**RECORDS SUPPLIED:**
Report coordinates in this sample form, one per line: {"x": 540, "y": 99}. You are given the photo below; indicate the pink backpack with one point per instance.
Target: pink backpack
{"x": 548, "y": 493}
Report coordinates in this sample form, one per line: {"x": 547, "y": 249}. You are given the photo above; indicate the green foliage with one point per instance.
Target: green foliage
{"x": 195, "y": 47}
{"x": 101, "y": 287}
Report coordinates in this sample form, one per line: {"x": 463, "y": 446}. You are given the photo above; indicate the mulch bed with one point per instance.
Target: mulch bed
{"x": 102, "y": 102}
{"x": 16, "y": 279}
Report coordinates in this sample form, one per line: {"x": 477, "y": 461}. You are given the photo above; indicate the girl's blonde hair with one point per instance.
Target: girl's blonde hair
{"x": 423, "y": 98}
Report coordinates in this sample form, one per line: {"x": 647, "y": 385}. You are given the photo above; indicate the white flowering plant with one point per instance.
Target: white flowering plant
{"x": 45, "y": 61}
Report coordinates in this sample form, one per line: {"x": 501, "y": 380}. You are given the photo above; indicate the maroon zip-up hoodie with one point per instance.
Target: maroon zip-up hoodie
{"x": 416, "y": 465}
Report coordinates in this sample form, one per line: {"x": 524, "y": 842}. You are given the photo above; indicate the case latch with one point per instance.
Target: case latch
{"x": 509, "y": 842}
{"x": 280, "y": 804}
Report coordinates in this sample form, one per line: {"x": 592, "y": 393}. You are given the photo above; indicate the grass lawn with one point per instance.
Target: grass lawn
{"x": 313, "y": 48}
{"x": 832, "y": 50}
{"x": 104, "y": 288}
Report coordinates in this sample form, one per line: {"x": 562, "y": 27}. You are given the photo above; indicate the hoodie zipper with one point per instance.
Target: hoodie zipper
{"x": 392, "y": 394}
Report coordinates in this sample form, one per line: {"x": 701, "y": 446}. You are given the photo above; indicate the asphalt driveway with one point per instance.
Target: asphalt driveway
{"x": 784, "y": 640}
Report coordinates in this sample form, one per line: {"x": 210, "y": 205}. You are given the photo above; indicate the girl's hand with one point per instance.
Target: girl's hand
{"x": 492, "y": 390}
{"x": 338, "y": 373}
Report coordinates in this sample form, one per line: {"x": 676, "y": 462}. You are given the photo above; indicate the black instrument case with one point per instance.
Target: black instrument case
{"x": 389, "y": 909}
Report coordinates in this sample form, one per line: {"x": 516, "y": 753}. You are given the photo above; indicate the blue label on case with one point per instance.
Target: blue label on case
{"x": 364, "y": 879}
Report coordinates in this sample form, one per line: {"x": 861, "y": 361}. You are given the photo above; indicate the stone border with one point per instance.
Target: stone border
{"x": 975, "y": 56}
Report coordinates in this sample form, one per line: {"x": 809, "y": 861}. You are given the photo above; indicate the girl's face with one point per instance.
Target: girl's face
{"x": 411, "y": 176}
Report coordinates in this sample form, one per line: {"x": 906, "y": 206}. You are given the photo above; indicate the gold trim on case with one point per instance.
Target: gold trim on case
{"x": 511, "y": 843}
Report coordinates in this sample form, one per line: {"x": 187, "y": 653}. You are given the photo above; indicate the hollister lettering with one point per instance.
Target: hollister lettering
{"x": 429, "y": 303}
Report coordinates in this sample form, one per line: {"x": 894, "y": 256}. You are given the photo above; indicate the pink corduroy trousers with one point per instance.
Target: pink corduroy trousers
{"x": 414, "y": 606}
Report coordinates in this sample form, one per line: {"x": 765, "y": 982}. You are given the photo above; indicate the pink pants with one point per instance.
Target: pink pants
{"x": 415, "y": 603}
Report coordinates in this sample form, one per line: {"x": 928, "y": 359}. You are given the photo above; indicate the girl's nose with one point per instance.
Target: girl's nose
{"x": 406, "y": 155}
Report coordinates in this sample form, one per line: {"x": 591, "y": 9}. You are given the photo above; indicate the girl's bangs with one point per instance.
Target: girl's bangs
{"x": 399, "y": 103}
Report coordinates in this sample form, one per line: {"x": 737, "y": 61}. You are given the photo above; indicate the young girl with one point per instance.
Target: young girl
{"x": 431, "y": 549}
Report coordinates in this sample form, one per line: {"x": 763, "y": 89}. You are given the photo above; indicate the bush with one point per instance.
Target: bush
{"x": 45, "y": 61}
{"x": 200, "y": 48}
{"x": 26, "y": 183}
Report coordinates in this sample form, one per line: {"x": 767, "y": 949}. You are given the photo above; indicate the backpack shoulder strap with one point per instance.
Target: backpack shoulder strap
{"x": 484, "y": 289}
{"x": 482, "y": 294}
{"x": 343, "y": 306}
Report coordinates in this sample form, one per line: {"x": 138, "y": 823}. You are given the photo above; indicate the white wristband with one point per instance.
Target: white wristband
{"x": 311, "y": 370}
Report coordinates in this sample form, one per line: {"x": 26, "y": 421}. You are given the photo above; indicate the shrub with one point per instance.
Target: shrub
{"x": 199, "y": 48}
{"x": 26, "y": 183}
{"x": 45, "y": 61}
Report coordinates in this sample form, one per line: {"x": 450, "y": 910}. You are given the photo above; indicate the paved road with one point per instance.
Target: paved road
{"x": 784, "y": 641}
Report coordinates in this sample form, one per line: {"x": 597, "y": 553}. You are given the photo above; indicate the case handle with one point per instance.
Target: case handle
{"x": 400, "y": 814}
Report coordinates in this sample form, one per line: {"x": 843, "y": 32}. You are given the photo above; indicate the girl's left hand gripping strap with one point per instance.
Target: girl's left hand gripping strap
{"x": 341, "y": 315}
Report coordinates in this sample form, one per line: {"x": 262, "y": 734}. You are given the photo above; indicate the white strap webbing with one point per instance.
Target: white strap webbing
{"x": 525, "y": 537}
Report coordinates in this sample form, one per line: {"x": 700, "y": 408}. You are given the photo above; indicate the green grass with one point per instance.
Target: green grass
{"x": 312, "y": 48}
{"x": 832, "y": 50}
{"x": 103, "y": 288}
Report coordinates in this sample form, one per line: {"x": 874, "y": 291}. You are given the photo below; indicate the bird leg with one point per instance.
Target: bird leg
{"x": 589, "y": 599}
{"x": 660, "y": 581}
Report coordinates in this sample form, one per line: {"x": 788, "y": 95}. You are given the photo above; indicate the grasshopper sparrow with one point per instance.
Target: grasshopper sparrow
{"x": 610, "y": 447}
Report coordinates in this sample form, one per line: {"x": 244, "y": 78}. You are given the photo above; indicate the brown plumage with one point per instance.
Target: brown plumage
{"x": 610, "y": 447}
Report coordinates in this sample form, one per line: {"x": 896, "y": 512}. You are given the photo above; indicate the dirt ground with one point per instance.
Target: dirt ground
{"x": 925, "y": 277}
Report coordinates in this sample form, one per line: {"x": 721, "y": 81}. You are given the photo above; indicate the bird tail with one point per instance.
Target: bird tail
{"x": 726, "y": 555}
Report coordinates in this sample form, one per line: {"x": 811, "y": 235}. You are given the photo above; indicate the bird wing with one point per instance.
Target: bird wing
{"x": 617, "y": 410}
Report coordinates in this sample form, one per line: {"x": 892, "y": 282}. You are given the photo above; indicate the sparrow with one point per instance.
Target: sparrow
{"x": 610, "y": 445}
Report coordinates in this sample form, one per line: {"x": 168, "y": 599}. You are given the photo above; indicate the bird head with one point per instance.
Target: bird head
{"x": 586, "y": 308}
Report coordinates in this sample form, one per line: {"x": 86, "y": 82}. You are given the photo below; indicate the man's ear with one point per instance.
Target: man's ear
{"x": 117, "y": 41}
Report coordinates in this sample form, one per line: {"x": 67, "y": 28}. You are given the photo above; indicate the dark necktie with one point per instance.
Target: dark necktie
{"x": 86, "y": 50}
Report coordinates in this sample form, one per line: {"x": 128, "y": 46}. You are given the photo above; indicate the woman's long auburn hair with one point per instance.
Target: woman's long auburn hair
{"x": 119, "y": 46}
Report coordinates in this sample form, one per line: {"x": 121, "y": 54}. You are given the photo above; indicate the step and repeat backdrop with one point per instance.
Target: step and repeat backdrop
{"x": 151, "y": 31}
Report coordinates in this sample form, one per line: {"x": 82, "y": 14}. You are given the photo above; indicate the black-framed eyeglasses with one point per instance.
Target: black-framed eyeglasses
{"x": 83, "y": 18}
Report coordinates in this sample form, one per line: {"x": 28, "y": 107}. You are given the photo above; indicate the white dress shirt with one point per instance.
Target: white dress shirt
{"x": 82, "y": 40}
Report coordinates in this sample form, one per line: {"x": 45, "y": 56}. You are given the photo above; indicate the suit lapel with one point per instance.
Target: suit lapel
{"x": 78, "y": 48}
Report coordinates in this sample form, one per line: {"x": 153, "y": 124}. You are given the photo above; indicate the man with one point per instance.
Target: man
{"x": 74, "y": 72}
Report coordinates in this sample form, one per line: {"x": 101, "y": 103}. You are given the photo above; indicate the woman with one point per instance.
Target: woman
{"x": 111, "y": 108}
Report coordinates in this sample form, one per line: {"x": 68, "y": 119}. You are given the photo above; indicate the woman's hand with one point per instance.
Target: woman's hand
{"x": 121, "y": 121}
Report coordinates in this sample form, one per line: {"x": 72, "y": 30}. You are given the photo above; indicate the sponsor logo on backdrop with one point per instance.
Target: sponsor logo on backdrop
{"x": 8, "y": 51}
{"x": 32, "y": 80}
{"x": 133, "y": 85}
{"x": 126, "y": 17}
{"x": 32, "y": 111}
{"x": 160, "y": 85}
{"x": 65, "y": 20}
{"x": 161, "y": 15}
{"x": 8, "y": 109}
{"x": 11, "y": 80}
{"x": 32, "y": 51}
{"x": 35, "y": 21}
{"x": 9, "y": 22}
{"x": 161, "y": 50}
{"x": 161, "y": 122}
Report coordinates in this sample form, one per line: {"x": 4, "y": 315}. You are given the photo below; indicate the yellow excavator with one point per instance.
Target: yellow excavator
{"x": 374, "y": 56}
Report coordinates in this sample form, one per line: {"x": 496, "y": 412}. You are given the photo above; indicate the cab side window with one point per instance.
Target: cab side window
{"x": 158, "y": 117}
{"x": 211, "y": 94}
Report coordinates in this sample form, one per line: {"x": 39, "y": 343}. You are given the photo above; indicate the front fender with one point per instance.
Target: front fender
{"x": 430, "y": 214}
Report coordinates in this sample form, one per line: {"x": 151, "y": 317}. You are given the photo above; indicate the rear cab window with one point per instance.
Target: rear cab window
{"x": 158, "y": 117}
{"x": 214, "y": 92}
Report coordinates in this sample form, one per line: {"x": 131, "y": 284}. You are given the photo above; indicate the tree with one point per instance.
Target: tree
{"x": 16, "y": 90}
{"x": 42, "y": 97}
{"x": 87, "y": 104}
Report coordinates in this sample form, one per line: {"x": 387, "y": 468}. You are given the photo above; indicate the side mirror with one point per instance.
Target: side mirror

**THE EXERCISE:** Can you reproduce the material from the line containing "side window with one point per instance." through the end, with "fender" renamed to "bumper" and nothing else changed? Return only those lines.

**SOLUTION:**
Report coordinates in this sample form, one per line: {"x": 496, "y": 412}. You are given the photo above; indicate the cab side window with one point per instance.
Target: cab side window
{"x": 158, "y": 117}
{"x": 211, "y": 94}
Report coordinates in this sample form, one per line: {"x": 39, "y": 343}. You are given the photo above; indicate the front bumper with one point per instance.
Target: front bumper
{"x": 430, "y": 214}
Report coordinates in this sample form, one per line: {"x": 151, "y": 317}. You are given the photo above; indicate the rear cab window with one point per instance.
Target: rear cab window
{"x": 158, "y": 117}
{"x": 214, "y": 92}
Report coordinates in this sample form, one per line: {"x": 131, "y": 284}. You are given the photo above; indicate the tree with one point per instance.
Target: tree
{"x": 16, "y": 90}
{"x": 42, "y": 97}
{"x": 87, "y": 104}
Report coordinates in this sample form, one per line: {"x": 387, "y": 468}. You are given the photo above; indicate the side mirror with one point per instance.
Target: side mirror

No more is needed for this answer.